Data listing
═══

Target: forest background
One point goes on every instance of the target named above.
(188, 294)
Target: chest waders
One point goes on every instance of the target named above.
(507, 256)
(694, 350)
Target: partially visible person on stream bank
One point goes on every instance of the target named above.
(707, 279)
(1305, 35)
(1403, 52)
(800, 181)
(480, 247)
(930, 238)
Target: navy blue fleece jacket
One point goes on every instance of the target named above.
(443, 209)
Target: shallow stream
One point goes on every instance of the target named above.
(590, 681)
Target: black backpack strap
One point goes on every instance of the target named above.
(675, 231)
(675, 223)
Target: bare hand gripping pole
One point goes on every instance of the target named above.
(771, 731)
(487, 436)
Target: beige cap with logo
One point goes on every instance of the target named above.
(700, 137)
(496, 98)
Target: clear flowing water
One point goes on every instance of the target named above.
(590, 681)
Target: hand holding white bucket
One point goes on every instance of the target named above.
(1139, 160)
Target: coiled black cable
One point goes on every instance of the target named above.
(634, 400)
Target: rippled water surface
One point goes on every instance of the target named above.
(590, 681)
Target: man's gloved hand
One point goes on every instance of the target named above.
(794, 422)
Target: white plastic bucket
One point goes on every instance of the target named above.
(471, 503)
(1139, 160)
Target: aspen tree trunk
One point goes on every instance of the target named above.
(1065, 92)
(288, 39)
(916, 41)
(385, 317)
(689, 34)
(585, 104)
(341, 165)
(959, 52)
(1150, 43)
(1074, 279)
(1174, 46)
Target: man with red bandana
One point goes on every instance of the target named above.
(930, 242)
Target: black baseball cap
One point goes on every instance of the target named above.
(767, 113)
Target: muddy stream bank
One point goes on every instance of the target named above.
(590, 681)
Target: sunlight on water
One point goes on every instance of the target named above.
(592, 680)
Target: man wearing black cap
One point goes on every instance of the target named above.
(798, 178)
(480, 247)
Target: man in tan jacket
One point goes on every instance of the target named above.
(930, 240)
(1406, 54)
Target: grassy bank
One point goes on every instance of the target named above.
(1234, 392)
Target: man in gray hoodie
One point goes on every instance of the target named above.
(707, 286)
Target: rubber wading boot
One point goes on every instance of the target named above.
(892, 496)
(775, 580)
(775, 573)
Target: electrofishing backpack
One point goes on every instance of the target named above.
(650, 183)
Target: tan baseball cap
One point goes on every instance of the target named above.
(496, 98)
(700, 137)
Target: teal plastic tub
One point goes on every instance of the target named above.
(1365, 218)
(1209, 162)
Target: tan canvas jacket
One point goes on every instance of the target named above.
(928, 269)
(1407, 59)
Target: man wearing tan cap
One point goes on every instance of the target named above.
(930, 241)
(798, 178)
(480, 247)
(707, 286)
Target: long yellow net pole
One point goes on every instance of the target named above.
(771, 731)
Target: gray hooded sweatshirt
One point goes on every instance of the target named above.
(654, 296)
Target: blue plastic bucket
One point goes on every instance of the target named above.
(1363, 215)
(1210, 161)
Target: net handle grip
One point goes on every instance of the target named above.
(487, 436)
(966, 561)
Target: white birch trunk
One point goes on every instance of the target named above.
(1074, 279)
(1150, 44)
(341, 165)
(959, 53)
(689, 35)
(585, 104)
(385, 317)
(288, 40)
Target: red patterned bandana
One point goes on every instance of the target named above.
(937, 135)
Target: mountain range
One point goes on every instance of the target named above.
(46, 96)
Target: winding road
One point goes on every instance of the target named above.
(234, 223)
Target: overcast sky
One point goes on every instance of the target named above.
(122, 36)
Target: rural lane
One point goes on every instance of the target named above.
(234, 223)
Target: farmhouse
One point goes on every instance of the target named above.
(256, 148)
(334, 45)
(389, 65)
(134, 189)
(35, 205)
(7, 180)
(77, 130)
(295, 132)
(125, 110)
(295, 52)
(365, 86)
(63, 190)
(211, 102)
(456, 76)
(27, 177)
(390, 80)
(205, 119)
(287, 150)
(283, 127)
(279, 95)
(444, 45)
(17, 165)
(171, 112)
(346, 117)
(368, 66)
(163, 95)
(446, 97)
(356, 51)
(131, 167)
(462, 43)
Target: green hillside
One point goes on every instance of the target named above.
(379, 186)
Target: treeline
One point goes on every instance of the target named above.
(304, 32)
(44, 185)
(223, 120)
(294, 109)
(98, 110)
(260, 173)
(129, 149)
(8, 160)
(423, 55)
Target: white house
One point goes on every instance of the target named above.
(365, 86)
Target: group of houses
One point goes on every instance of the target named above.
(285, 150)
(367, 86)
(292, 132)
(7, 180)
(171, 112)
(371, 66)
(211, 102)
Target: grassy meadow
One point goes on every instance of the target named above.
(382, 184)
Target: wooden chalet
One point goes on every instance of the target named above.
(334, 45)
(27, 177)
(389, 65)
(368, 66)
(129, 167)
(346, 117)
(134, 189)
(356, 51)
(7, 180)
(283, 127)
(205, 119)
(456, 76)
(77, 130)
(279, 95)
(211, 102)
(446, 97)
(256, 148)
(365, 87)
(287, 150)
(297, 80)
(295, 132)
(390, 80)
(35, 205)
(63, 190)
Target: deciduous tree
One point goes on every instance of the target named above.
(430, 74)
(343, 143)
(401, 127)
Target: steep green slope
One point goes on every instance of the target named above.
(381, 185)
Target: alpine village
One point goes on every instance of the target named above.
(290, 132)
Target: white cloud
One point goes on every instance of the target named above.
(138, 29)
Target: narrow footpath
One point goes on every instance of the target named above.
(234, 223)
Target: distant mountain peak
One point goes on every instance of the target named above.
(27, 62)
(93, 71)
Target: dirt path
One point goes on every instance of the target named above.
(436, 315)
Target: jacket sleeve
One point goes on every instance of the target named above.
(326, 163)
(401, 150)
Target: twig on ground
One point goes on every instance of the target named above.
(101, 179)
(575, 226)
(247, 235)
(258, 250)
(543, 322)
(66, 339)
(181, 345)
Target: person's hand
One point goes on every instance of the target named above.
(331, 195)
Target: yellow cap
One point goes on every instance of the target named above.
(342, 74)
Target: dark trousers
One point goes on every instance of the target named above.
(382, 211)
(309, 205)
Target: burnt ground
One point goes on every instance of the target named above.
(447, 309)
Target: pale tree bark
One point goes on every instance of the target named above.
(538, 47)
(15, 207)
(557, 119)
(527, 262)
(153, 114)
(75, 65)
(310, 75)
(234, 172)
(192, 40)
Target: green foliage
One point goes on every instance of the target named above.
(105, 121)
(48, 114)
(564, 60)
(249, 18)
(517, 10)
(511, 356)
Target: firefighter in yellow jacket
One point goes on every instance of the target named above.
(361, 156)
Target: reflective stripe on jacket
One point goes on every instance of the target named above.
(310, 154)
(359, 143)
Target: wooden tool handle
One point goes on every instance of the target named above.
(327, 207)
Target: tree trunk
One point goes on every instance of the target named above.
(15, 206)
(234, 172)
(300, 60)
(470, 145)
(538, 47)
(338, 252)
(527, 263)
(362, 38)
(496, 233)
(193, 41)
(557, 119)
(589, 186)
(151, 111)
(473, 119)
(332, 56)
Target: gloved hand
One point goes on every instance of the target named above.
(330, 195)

═══

● **Work required**: Copy out the full set of records precisely, leaving nothing out.

● **Completed exercise**:
Target: forest background
One point goes on every instance of the target named above.
(188, 294)
Target: chest waders
One point goes on every instance of the target named above.
(507, 256)
(694, 350)
Target: partially visible person on stream bank
One point goes on every instance of the target named above.
(707, 279)
(1305, 35)
(1403, 52)
(800, 181)
(480, 247)
(930, 238)
Target: navy blue fleece jacket
One point goes on every instance of the target named above.
(443, 209)
Target: shallow stream
One point goes on every instance of the target named above.
(590, 681)
Target: black backpack strap
One point goes on every instance of the target named above.
(675, 231)
(675, 223)
Target: bare hand gripping pole
One point goes on every instance of the target named above.
(771, 731)
(487, 436)
Target: beige cap with logo
One point goes on every instance of the target named above.
(700, 137)
(496, 98)
Target: clear flowing water
One point goes on every instance of the target named above.
(590, 681)
Target: hand holding white bucket
One point goes on every instance of the target named above.
(1139, 160)
Target: coiled black cable
One point goes on every instance of the target named above.
(634, 400)
Target: rippled water surface
One point goes on every instance of the target named above.
(590, 681)
Target: man's gloved hand
One point goes on every instance of the target named above.
(794, 422)
Target: white plastic bucket
One point goes on every instance of the target named above.
(471, 503)
(1139, 160)
Target: aspen tree trunk
One point goes on every instance of the target named above.
(1065, 92)
(288, 39)
(916, 41)
(385, 317)
(689, 34)
(585, 104)
(341, 165)
(959, 52)
(1150, 43)
(1074, 279)
(1174, 46)
Target: man with red bandana
One point goes on every instance of the target named above.
(930, 242)
Target: black baseball cap
One point goes on every instance of the target named above.
(767, 113)
Target: muddy stream bank
One point goes on every instance of the target named above.
(590, 681)
Target: sunlight on water
One point goes on every instance of the target named above.
(592, 680)
Target: man wearing black cap
One point goes on every instance of the target named above.
(798, 178)
(480, 247)
Target: man in tan jacket
One point goes on every instance of the target named above.
(930, 240)
(1406, 54)
Target: grassy bank
One point goes on every instance of the target named above.
(1234, 392)
Target: man in gray hoodie
One point goes on every instance of the target named above.
(707, 286)
Target: rubber wading boot
One point goes on every instance of the target named above.
(892, 496)
(775, 580)
(775, 573)
Target: electrofishing backpack
One point goes on every instance of the target named above.
(650, 183)
Target: tan baseball cap
One point goes on every instance of the target named above.
(496, 98)
(700, 137)
Target: teal plastic tub
One point goes on every instance of the target named above.
(1365, 218)
(1209, 162)
Target: tan canvas jacket
One point goes on every instance of the target named above.
(928, 269)
(1407, 59)
Target: man wearing tan cap
One point goes on every instance of the target named above.
(930, 241)
(798, 178)
(480, 247)
(707, 286)
Target: long yellow net pole
One point goes on every instance of the target named above.
(771, 731)
Target: gray hooded sweatshirt
One point goes on every instance of the target named above.
(654, 296)
Target: blue plastic bucket
One point goes on every instance of the target named above.
(1363, 215)
(1210, 161)
Target: net handle grip
One point goes on every instance of the target named above.
(487, 436)
(966, 561)
Target: white birch trunk
One point goes on every instance of the target named above.
(1074, 279)
(1150, 44)
(341, 165)
(959, 53)
(689, 35)
(585, 104)
(385, 317)
(288, 40)
Target: red patterned bandana
One point goes on every instance of the target named above.
(937, 135)
Target: mountain range
One point goes on every instance of the target named above.
(46, 96)
Target: winding road
One point goes on every instance of the target named above.
(234, 223)
Target: overcast sky
One point goes on every instance of the target named above.
(122, 36)
Target: rural lane
One point goes on every instance of the target named above.
(234, 223)
Target: farmhouse
One point goes on every instance of the target named above.
(256, 148)
(334, 45)
(389, 65)
(134, 189)
(35, 205)
(7, 180)
(77, 130)
(295, 132)
(125, 110)
(295, 52)
(365, 86)
(63, 190)
(211, 102)
(456, 76)
(27, 177)
(390, 80)
(205, 119)
(287, 150)
(283, 127)
(279, 95)
(444, 45)
(17, 165)
(171, 112)
(346, 117)
(368, 66)
(163, 95)
(446, 97)
(356, 51)
(131, 167)
(462, 43)
Target: green hillside
One point goes on every instance of the target named above.
(379, 186)
Target: treeline
One point goes on every instance of the target named above.
(304, 32)
(44, 185)
(223, 120)
(294, 109)
(98, 110)
(260, 173)
(129, 149)
(8, 160)
(423, 55)
Target: white house
One point goes on every instance of the target named above.
(365, 86)
Target: group of houses
One point goes on every instance of the target named above.
(285, 150)
(367, 86)
(292, 132)
(7, 180)
(171, 112)
(371, 66)
(211, 102)
Target: grassy meadow
One point goes on every instance of the target named above.
(382, 184)
Target: wooden chalet
One point goes on every instance of the target named above.
(334, 45)
(27, 177)
(389, 65)
(368, 66)
(129, 167)
(346, 117)
(134, 189)
(356, 51)
(7, 180)
(283, 127)
(205, 119)
(456, 76)
(77, 130)
(279, 95)
(211, 102)
(446, 97)
(256, 148)
(365, 87)
(287, 150)
(297, 80)
(295, 132)
(390, 80)
(35, 205)
(63, 190)
Target: deciduous tree
One point goes on every instance of the target named above.
(430, 74)
(343, 143)
(401, 127)
Target: steep green slope
One point goes on every instance of the target named above.
(381, 185)
Target: alpine village
One point goes on every instance of the target named above.
(290, 132)
Target: white cloud
One point goes on every instance of the target named above.
(138, 29)
Target: narrow footpath
One point goes on every instance of the target named above.
(234, 223)
Target: distant mountain peak
One point goes on every instance of the target named above.
(27, 62)
(93, 71)
Target: dirt path
One point goes on every instance of the target named above.
(436, 315)
Target: jacket sleeve
One point goes on every instance of the target named above.
(326, 163)
(401, 150)
Target: twig on ground
One point goes on every instance of the target named above.
(101, 179)
(575, 226)
(247, 235)
(258, 250)
(543, 322)
(66, 339)
(181, 345)
Target: person's hand
One point goes on every instance of the target named above.
(331, 195)
Target: yellow cap
One point goes on every instance of the target named above.
(342, 74)
Target: dark trousers
One point goes on every instance of the target named above.
(382, 211)
(309, 205)
Target: burnt ground
One point goes on every instance of the target named above.
(447, 309)
Target: pale tree bark
One point goes on every instance of the target named above.
(538, 47)
(15, 207)
(557, 119)
(527, 262)
(153, 114)
(75, 65)
(310, 75)
(234, 172)
(192, 40)
Target: green foliage
One point goes on every instance of the target named above.
(105, 121)
(48, 114)
(564, 60)
(249, 18)
(517, 10)
(511, 356)
Target: firefighter in yellow jacket
One point goes on every instance of the target named above.
(361, 156)
Target: reflective stripe on jacket
One point goes on every instance of the target named above.
(310, 154)
(359, 143)
Target: wooden tool handle
One point goes on every instance of the target named above.
(327, 207)
Target: tree trunk
One point goes on every instance of the target named above.
(15, 206)
(234, 172)
(300, 60)
(470, 145)
(538, 47)
(338, 252)
(527, 263)
(362, 38)
(496, 233)
(193, 41)
(557, 119)
(589, 186)
(151, 111)
(473, 119)
(332, 56)
Target: gloved hand
One point goes on every instance of the target named above.
(330, 195)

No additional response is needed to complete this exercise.